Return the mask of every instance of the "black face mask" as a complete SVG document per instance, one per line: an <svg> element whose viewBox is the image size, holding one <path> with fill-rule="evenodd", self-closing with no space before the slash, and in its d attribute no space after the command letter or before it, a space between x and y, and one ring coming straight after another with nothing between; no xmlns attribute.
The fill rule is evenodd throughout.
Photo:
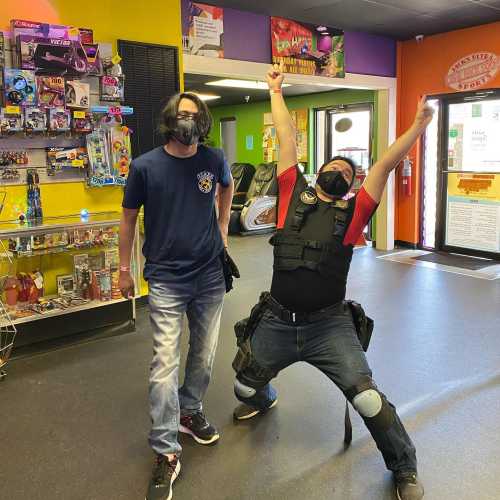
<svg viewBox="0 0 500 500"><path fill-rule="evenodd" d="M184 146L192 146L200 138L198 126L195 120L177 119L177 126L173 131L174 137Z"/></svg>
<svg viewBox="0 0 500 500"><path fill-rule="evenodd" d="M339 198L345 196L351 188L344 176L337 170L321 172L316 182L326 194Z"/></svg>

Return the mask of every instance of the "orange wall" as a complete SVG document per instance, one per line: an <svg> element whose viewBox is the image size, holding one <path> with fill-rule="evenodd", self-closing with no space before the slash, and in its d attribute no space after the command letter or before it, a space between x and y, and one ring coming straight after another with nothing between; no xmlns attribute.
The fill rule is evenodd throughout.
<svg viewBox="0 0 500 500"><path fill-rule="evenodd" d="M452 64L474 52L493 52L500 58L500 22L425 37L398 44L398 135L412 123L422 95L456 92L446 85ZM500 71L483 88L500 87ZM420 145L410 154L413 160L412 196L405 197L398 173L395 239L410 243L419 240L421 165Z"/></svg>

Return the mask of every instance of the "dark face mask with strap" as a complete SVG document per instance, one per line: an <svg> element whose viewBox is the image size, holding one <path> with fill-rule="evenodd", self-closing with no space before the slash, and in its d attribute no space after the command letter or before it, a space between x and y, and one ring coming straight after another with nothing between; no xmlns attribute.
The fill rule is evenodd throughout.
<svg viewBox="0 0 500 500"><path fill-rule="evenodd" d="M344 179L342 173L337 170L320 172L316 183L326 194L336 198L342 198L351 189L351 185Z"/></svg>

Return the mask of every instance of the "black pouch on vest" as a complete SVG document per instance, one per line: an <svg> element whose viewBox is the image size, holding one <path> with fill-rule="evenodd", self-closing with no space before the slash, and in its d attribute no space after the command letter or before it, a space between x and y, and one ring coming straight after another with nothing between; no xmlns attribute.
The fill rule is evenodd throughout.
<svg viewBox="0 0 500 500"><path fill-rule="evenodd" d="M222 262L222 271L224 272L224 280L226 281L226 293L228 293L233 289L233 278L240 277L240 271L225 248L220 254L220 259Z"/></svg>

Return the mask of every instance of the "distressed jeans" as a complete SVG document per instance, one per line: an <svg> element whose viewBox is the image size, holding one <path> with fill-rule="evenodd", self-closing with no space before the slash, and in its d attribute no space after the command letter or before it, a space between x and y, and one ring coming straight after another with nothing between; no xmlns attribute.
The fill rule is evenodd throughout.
———
Task to carry out: Rewrite all of the data above with every "instance" switched to "object" and nothing else changed, and leave the pictures out.

Exercise answer:
Return the mask of every object of the "black face mask" as a complete SVG document per object, one per line: an <svg> element whose viewBox is the image size, holding one <path> with fill-rule="evenodd", self-closing with no space before the slash, and in its d attribute no space after the command letter or before it, a space between x and y, and one ring coming straight after another with nothing between; no xmlns attribute.
The fill rule is evenodd throughout.
Photo:
<svg viewBox="0 0 500 500"><path fill-rule="evenodd" d="M184 146L192 146L200 138L198 126L195 120L177 119L177 126L173 131L174 137Z"/></svg>
<svg viewBox="0 0 500 500"><path fill-rule="evenodd" d="M339 198L345 196L351 188L344 176L337 170L321 172L316 182L326 194Z"/></svg>

Return the mask of every object of the "orange wall" as a complete SVG document per object, one per line: an <svg> element whose viewBox is the image size, holding one <path> with fill-rule="evenodd", self-closing with no space before the slash, and in its d attribute no space after the command letter or before it, a space between x and y, and one ring coming straight after another with nothing between; no xmlns attribute.
The fill rule is evenodd throughout.
<svg viewBox="0 0 500 500"><path fill-rule="evenodd" d="M452 64L474 52L493 52L500 58L500 22L425 37L398 44L398 135L412 123L422 95L456 92L446 85ZM500 71L483 88L500 87ZM420 145L410 154L413 160L412 196L405 197L398 173L395 239L410 243L419 240L421 165Z"/></svg>

Return the mask of every object of the "dark face mask with strap" as a complete SVG document per object, one per line: an <svg> element whose viewBox is the image size, holding one <path> with fill-rule="evenodd", self-closing with no space before the slash, and in its d attribute no space after the command letter or before it, a space between x and y, and one ring coming straight after another with nothing between; no xmlns attribute.
The fill rule is evenodd throughout.
<svg viewBox="0 0 500 500"><path fill-rule="evenodd" d="M344 179L342 173L337 170L320 172L316 183L326 194L336 198L342 198L351 189L351 185Z"/></svg>

Return the mask of every object of the "black pouch on vest" as a complete SVG document per object, one per line: an <svg> element whose viewBox is the image size, holding one <path> with fill-rule="evenodd", self-closing with no space before the slash, and in its d attribute no space after the command letter or before it, a space between x and y, and one ring coming straight after another with nothing between; no xmlns attribute.
The fill rule is evenodd throughout.
<svg viewBox="0 0 500 500"><path fill-rule="evenodd" d="M222 262L222 271L224 272L224 280L226 281L226 293L228 293L233 289L233 278L240 277L240 271L225 248L220 254L220 259Z"/></svg>

Return the mask of every object of the "distressed jeans" as a complete SVG document per object, one per line: an <svg> element whose viewBox is the image size, holding one <path> with fill-rule="evenodd", self-closing with no space before the slash, and in its d attribute no space after the command letter or before it, a space between x and y, and one ring coming straight after another with nothing between; no xmlns attribute.
The fill rule is evenodd throughout.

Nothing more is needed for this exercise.